* **Requests**:
a) Name every person mentioned by name in the article below on Peter Eriksson leaving UK Athletics.
b) Summarize the article below on Peter Eriksson leaving UK Athletics in two sentences.
c) Carry the article below on Peter Eriksson leaving UK Athletics forward from its final sentence.

-- Begin Document extract --

UK Athletics will begin the search for a new head coach for the second time since the Olympics after Peter Eriksson announced his decision to step down from the role after just eight months at the helm.

Eriksson was promoted from his role as Paralympic head coach to succeed Dutchman Charles van Commenee as UK Athletics head coach last October, signing a five-year deal to include the next Olympics in Rio de Janeiro in 2016 and the World Championships on home soil the following year.

The head coach will remain in post until the end of June, leading the team at the European Team Championships in Gateshead on 22 and 23 June before returning home. He said he had made the shock decision to resign for family reasons – his wife and four children live in Canada and he admitted he had not seen them since Christmas – although there are persistent rumours that he will take the equivalent job in his new homeland.

The departure of 60-year-old Eriksson will be the latest in something of a post-2012 mass exit from UKA. Along with the soon-to-depart Swede, Van Commenee and American Dan Pfaff have gone, along with Canadian Kevin Tyler, the head of coach development, who had been touted as successor to Van Commenee, and Derek Evely, previously head of high performance in Loughborough and also from Canada.

However, the UKA chief executive, Niels De Vos, insisted that, despite the departure of two foreign head coaches in short succession, the body would happily look at non-UK candidates once again. "I think it would be unfair to suggest the situation was inevitable with having someone from overseas," he said of Eriksson's exit. "I think Peter managed that successfully for four years and there's no reason to suggest that wouldn't have happened for another four years, otherwise Peter wouldn't have taken the job."

A potential return for Van Commenee to his old post has emerged as an intriguing possibility, even if it is a little far-fetched after he fell on his sword when his team failed to achieve his own target of eight Olympic medals at London 2012, but De Vos did not rule it out entirely.

"We haven't even started the process [of appointing a successor] yet," De Vos said, when asked about a possible return for the confrontational coach.

-- End Document extract --
-- Begin Data shown --

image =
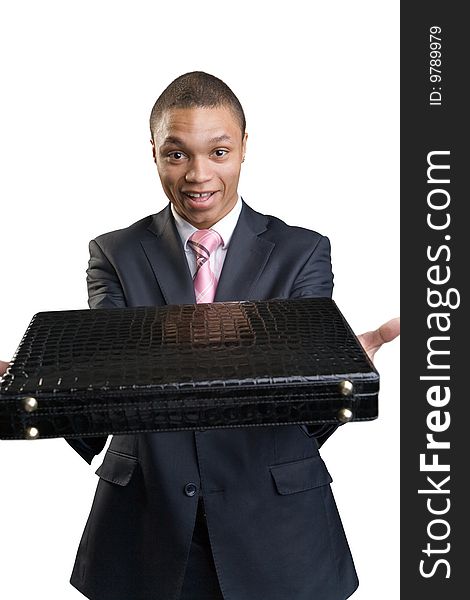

-- End Data shown --

* **Results of the exercise**:
a) Peter Eriksson, Charles van Commenee, Dan Pfaff, Kevin Tyler, Derek Evely, Niels De Vos

b) Peter Eriksson is stepping down as UK Athletics head coach after eight months, citing family reasons, and will stay through the European Team Championships in Gateshead in June. His exit is the latest in a string of post-2012 departures from the organization, but chief executive Niels De Vos said candidates from outside the UK would still be considered and did not entirely rule out a return for Charles van Commenee.

c)
After Eriksson steps down the UKA performance director, Neil Black, who described the news as "a big blow", will take over the head coaching duties until the end of the season, which reaches its climax with the World Championships in Moscow in August.

Even though several key coaches have left, the job of head coach at UKA remains one of the more highly sought-after in global athletics despite the reduction in financial support since the Games, and there should be no shortage of candidates. A successor is unlikely to be appointed quickly. De Vos explained: "It's not a short-term appointment process. We know most of the people in the field. But we're not starting the process tomorrow or the next day."

The athletics body wants to keep the new pyramid structure set up in the wake of 2012 with a performance director and two head coaches, one for the Olympic team and one for the Paralympic set-up. Paula Dunn is at the helm of the Paralympic team and is a potential successor to Erikkson, while Black's promotion is unlikely in the long term as it would potentially be at the expense of his role as performance director.

Pfaff, who coached Greg Rutherford to long jump gold at London 2012 and was head of the Lee Valley high-performance centre, would have been a contender but he has moved his coaching operation back to the US.

Eriksson, who guided Britain to third in the athletics medal table at the Paralympics with 11 gold medals and 29 medals in all, made his decision a week ago. He said: "I got my dream job. However, no job is more important than my family and children, and mine need me to be back in Canada. I'm going to start to look for [a new role] as soon as I finish my time here."